=== Begin Enclosure ===

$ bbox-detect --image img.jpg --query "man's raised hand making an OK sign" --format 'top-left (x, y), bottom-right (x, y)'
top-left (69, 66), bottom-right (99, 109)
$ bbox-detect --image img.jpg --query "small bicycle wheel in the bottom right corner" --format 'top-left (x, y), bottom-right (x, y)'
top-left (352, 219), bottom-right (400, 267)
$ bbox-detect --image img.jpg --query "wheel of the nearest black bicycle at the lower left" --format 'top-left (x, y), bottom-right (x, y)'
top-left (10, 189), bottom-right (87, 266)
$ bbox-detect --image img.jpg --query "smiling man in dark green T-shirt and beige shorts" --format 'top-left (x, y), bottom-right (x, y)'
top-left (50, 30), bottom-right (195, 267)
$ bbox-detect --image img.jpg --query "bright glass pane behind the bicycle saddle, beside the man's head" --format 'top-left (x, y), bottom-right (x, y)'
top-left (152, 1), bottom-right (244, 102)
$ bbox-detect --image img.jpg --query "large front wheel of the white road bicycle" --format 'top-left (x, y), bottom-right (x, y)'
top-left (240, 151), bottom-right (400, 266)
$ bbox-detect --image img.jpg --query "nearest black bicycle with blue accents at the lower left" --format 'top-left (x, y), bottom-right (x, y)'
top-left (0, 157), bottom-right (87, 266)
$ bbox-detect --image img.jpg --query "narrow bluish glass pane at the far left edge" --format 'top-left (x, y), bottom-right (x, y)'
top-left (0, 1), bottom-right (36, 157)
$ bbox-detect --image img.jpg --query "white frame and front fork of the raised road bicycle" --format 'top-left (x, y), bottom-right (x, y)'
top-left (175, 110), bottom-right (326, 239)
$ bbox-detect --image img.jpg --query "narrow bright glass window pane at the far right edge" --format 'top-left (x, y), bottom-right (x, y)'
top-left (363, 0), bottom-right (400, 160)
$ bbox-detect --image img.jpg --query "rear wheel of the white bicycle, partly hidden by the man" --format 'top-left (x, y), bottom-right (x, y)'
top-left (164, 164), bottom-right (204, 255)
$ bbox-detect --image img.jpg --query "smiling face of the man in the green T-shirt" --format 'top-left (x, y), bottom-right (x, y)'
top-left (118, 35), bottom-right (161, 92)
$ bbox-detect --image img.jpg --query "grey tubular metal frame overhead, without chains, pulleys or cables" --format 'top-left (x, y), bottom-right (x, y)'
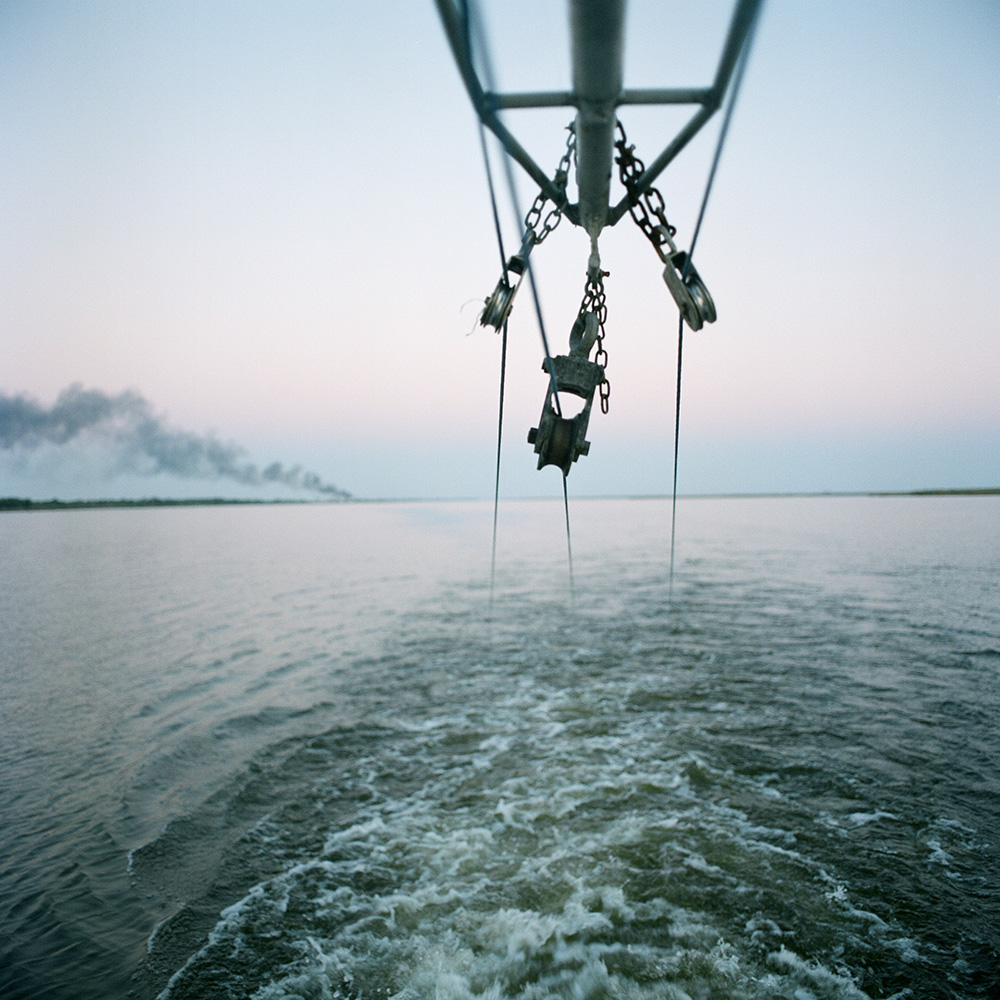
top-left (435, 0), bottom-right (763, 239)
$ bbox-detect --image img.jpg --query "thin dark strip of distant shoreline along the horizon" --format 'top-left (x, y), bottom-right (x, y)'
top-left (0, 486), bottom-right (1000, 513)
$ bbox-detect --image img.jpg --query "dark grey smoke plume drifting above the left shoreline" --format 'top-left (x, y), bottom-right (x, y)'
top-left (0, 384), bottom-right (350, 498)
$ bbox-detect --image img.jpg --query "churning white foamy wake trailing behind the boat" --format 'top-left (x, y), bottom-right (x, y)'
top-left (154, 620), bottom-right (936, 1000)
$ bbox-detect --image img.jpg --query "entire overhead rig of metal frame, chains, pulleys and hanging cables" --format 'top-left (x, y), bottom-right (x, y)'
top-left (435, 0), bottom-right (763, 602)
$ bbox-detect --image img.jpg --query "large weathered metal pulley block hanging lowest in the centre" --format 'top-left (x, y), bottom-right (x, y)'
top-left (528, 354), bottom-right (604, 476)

=== End Enclosure ===
=== Begin Enclosure ===

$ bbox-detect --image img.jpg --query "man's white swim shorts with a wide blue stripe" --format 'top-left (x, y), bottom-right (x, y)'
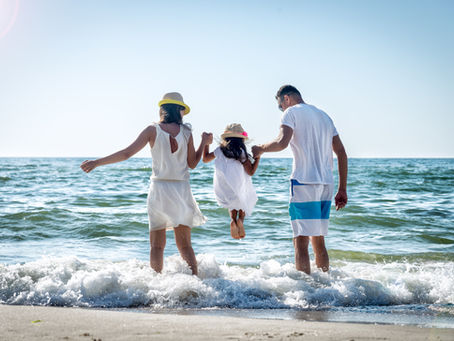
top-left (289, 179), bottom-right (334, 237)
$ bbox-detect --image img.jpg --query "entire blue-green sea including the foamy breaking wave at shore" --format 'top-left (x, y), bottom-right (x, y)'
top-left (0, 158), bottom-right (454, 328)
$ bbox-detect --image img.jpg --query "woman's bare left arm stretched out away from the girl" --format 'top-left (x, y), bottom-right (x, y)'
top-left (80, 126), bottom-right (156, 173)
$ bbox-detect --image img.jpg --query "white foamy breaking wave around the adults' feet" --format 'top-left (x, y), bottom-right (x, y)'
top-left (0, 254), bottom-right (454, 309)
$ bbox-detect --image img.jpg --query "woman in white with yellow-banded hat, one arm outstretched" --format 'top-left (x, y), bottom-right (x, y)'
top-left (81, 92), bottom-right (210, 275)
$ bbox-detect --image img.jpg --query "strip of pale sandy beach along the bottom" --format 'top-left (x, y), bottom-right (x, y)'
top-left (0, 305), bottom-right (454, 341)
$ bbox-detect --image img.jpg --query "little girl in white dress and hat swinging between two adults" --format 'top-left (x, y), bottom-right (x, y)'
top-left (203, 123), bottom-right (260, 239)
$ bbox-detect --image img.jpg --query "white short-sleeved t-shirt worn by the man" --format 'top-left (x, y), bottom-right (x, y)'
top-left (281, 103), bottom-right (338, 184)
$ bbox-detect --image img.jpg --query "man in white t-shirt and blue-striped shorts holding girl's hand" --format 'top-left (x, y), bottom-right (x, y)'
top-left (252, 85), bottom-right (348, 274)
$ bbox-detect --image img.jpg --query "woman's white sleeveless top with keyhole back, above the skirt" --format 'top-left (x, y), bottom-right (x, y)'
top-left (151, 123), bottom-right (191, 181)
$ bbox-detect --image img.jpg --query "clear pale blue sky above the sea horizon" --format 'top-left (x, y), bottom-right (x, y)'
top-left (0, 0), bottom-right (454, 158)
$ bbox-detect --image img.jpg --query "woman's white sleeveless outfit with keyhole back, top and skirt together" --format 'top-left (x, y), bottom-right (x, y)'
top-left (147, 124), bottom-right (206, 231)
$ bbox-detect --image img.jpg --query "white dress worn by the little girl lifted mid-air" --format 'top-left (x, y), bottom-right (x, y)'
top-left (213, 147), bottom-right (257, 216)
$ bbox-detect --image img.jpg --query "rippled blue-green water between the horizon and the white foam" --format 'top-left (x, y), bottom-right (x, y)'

=== End Enclosure ===
=== Begin Enclosure ===

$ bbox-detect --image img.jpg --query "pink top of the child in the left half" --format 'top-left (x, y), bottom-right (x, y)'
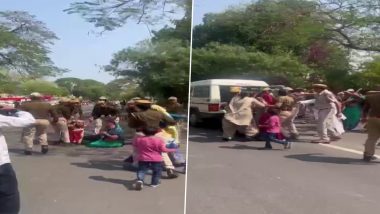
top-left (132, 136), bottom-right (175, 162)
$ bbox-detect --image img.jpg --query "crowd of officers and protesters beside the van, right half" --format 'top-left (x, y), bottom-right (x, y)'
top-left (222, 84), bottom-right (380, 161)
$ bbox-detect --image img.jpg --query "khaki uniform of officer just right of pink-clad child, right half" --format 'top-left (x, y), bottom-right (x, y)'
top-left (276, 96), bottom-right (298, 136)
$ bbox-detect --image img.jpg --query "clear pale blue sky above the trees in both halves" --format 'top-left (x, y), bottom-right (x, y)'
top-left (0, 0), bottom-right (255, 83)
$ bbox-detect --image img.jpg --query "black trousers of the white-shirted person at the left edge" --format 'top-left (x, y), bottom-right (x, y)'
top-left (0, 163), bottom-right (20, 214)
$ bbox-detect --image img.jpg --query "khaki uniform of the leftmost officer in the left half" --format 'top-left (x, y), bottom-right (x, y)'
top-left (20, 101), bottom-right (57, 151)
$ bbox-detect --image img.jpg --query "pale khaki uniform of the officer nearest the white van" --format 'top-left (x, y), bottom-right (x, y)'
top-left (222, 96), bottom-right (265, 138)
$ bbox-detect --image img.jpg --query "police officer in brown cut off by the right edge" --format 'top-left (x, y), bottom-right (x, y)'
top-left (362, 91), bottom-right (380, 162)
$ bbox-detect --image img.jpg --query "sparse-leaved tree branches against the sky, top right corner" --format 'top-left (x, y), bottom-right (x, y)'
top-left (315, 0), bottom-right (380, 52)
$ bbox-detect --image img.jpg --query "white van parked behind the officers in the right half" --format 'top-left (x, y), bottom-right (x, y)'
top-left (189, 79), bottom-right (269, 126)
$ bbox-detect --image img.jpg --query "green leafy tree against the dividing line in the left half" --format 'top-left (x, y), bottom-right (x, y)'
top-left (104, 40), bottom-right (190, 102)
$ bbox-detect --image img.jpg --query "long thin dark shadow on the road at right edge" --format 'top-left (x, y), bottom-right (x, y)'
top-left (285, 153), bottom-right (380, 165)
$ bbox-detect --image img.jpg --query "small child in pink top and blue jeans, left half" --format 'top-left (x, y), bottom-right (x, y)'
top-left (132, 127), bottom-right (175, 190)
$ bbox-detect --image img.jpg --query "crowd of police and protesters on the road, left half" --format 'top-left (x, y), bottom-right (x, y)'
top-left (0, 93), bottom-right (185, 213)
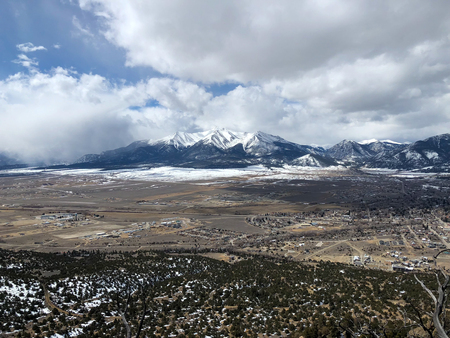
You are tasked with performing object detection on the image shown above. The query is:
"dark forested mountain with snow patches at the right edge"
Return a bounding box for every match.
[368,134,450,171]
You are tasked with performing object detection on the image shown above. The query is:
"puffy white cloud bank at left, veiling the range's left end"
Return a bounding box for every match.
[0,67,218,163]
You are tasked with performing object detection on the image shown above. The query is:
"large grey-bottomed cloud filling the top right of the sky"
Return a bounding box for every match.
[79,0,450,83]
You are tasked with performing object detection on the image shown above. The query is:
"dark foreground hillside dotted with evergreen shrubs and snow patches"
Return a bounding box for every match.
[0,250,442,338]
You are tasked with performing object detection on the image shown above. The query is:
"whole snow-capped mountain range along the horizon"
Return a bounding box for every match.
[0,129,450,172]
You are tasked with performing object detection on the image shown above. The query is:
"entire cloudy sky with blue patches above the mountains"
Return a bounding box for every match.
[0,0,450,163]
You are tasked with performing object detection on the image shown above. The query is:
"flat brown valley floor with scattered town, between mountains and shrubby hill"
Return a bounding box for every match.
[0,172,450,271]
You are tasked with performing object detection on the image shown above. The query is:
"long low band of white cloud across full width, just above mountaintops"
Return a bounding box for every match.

=== End Enclosure ===

§ TASK DETAILS
From the line that has "white cloud bank" through the line that has "snow-capped mountain range", copy every line exactly as it appears above, and leave out all others.

§ PROBLEM SOLUTION
"puffy white cloud bank at left, veiling the range's left end"
Return a bounding box for every match.
[0,67,218,163]
You are tasked with performing object detection on the image shown above. The query is:
"large grey-bottomed cloud filling the top right of the sky"
Return a bounding box for every match.
[79,0,450,83]
You are tasked with performing object detection on the image shown above. The query is:
"dark foreground hillside dotted with evergreen shrubs and snow patches"
Return a bounding box for every match.
[0,250,442,338]
You are tasked with performing object detection on the image shown above. The query is:
"whole snow-capped mountain range along the horizon"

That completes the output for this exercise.